● Exercise task: Reproduce only the lines of the records beginning with the line containing "on water, placing a dot on each." and continuing through the end of the records, requests included. Scale every coordinate in the answers by 0.3 and round each to a whole number, with halves rounded up.

● Data to process:
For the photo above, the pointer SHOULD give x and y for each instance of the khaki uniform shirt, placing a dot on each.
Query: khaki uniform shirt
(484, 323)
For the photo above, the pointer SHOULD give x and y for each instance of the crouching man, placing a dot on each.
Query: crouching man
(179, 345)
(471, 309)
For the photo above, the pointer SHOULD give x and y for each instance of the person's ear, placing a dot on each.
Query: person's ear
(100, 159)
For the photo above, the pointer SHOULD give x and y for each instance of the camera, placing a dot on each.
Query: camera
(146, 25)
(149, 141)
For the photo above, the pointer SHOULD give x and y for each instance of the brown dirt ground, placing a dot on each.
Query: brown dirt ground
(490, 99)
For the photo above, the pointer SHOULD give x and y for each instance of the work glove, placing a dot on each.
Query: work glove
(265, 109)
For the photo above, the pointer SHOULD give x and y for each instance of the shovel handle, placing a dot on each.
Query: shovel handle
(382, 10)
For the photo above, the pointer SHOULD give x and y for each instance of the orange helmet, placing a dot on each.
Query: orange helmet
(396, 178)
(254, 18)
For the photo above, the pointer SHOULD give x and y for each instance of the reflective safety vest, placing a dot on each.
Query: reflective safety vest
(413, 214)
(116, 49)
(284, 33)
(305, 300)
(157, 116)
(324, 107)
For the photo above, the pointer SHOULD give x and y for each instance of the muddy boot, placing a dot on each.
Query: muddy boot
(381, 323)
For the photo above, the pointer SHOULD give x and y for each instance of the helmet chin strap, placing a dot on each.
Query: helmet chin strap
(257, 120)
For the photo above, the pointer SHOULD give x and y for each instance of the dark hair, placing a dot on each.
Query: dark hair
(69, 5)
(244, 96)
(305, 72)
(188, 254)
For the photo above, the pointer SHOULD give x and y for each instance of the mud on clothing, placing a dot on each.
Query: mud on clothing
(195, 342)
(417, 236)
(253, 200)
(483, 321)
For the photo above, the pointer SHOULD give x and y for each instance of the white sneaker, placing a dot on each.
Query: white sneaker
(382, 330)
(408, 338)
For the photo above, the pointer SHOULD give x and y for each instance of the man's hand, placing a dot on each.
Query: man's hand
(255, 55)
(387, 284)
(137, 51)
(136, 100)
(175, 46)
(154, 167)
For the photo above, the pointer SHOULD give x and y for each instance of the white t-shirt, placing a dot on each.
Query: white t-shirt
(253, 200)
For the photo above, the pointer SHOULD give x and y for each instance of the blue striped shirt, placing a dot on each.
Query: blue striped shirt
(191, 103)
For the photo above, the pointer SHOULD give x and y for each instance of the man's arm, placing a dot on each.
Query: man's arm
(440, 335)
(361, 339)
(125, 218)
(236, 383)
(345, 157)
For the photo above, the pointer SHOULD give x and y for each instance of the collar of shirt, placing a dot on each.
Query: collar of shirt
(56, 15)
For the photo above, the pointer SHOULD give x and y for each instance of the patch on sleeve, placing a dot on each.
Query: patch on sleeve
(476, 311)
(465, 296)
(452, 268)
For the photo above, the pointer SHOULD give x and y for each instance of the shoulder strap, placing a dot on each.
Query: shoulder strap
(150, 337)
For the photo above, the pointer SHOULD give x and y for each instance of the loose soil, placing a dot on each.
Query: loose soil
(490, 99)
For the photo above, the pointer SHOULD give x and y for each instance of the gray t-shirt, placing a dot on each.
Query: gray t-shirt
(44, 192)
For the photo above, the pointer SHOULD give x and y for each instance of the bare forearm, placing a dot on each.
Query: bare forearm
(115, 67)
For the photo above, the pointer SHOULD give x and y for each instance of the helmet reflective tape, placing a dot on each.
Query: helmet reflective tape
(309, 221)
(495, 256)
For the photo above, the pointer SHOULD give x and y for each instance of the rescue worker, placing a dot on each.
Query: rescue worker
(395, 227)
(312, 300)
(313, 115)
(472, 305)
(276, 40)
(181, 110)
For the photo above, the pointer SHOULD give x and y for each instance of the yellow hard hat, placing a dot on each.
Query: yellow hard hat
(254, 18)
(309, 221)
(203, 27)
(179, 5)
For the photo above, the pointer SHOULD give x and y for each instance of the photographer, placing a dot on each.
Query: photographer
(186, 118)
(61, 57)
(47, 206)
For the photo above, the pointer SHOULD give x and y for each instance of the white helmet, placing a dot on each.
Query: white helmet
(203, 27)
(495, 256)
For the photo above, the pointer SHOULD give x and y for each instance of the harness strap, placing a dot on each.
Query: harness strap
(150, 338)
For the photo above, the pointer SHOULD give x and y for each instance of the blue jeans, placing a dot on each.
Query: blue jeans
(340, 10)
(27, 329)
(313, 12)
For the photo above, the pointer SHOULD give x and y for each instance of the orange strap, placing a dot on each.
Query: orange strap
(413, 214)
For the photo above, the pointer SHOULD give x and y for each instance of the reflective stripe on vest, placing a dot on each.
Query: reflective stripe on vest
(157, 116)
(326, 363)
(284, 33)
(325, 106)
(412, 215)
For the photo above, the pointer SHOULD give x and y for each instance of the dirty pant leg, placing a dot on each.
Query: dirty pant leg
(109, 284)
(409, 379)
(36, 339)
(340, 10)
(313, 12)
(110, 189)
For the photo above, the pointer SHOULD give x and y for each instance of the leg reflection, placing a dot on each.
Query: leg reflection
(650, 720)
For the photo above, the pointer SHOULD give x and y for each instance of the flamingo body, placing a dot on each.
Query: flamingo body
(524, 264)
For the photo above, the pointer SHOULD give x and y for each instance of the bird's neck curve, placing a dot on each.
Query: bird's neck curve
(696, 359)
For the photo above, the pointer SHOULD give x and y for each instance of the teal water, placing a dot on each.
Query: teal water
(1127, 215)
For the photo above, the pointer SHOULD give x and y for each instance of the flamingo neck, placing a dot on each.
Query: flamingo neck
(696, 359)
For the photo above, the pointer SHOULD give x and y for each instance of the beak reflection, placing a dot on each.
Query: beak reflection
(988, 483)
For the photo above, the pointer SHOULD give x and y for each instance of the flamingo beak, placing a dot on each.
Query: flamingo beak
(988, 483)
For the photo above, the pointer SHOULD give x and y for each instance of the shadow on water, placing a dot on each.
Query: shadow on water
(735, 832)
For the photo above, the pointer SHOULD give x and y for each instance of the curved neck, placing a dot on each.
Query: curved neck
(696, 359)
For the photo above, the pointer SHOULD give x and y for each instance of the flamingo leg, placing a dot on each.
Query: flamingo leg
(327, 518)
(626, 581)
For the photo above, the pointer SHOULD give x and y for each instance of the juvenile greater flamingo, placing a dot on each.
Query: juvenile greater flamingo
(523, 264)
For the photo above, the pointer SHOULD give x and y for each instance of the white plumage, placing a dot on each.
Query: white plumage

● Result below:
For the photo above, the pointer SHOULD give x and y for each instance of the shadow on water, placing a dot on each.
Query: shadow on water
(221, 250)
For the photo above, the pointer SHOULD give x and y for each instance of the curved neck, placing a dot on each.
Query: curved neck
(209, 108)
For the photo above, the pointer SHOULD give x and y for each instance of the flamingo leg, placing a dot on each.
Query: flamingo leg
(98, 155)
(188, 174)
For the photo above, the pointer SHOULD give x and y for each instance of the juvenile greater flamingo, placing a dot on each.
Query: juvenile greater flamingo
(157, 79)
For the photo above, the pointer SHOULD give x and y for each instance of the white plumage, placing a dot on each.
Query: white plumage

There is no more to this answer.